### Given text
Wearing a rubber-trimmed gas mask to protect against the noxious fumes and a magnification headset to focus on each millimeter, she proceeds slowly, working for several minutes on each palm-sized stretch of canvas. Around her, the business of the Cultural Center goes on. In the gallery behind the mural, an art show is being hung. Workers stop to examine Rosenthal's handiwork, Del Mue's vision. At times, small crowds gather.

She applies the emulsion with a thick foam brush, sweeping it delicately across Del Mue's field of poppies. She passes back over it with a smaller, bristled brush, reaching for a ball of cotton to delicately dab at the canvas. The heavily textured flower field is among the more challenging areas in the painting, each ripple of brush stroke a crevice for grime.

It is slow work and to the casual observer it is difficult to see what progress is being made. Then Rosenthal draws back from the canvas and sweeps back the magnification glasses to look at where she has been. From several feet away, the canvas comes more fully alive in the cleaned sections. Del Mue's poppies breath again.

"This part is so much fun because there are so many colors," she says looking down on the 4 by 4 inch section on which she has devoted a solid 10 minutes.

"That's basically the process, I just do it over and over and over again."

The mural covers 15 feet of wall and is 7.5 feet tall.

Rosenthal goes back to her work.

She has come to know Del Mue's mural very well and she has barely begun on the project. She knows a little about the man. He lived in San Francisco and Marin, leaving behind such artifacts as the Hills Brothers Coffee logo and at least four large murals in Marin. She knows a bit about the artist's palette. She has begun to understand how he put the mural together. "Paintings are composed of layers," she says. "And you have to know what you're looking at."

### Entries
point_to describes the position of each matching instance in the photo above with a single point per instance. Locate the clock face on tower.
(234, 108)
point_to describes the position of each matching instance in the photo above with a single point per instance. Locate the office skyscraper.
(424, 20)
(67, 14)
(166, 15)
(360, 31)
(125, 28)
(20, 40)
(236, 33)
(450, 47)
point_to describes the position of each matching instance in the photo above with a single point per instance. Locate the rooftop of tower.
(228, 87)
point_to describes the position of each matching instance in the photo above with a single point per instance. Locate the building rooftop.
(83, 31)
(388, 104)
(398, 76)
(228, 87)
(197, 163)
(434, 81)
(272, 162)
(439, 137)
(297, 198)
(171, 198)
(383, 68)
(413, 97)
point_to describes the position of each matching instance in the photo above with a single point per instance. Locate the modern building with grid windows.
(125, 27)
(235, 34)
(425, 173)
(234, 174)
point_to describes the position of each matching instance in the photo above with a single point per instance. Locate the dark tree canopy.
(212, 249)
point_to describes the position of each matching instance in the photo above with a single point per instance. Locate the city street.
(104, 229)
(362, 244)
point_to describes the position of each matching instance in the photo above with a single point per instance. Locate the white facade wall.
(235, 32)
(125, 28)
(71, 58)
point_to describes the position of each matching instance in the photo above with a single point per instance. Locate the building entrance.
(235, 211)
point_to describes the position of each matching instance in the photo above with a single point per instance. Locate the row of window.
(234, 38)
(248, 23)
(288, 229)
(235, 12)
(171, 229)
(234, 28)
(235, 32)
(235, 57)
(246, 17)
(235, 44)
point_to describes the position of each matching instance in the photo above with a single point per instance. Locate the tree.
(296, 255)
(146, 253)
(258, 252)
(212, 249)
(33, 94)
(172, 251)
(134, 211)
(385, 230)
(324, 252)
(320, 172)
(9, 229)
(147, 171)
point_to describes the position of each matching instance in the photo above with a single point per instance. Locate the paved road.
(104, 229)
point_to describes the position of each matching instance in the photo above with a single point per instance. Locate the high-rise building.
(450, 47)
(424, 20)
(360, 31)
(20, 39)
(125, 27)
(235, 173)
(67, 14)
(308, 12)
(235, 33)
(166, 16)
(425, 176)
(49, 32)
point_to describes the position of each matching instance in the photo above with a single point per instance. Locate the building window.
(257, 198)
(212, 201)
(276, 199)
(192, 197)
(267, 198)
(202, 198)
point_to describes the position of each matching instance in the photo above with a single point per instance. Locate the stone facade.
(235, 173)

### Exercise objective
Reproduce the mural-cleaning passage word for word, in full. The material has no connection to the mural-cleaning passage.

### Task response
Wearing a rubber-trimmed gas mask to protect against the noxious fumes and a magnification headset to focus on each millimeter, she proceeds slowly, working for several minutes on each palm-sized stretch of canvas. Around her, the business of the Cultural Center goes on. In the gallery behind the mural, an art show is being hung. Workers stop to examine Rosenthal's handiwork, Del Mue's vision. At times, small crowds gather.

She applies the emulsion with a thick foam brush, sweeping it delicately across Del Mue's field of poppies. She passes back over it with a smaller, bristled brush, reaching for a ball of cotton to delicately dab at the canvas. The heavily textured flower field is among the more challenging areas in the painting, each ripple of brush stroke a crevice for grime.

It is slow work and to the casual observer it is difficult to see what progress is being made. Then Rosenthal draws back from the canvas and sweeps back the magnification glasses to look at where she has been. From several feet away, the canvas comes more fully alive in the cleaned sections. Del Mue's poppies breath again.

"This part is so much fun because there are so many colors," she says looking down on the 4 by 4 inch section on which she has devoted a solid 10 minutes.

"That's basically the process, I just do it over and over and over again."

The mural covers 15 feet of wall and is 7.5 feet tall.

Rosenthal goes back to her work.

She has come to know Del Mue's mural very well and she has barely begun on the project. She knows a little about the man. He lived in San Francisco and Marin, leaving behind such artifacts as the Hills Brothers Coffee logo and at least four large murals in Marin. She knows a bit about the artist's palette. She has begun to understand how he put the mural together. "Paintings are composed of layers," she says. "And you have to know what you're looking at."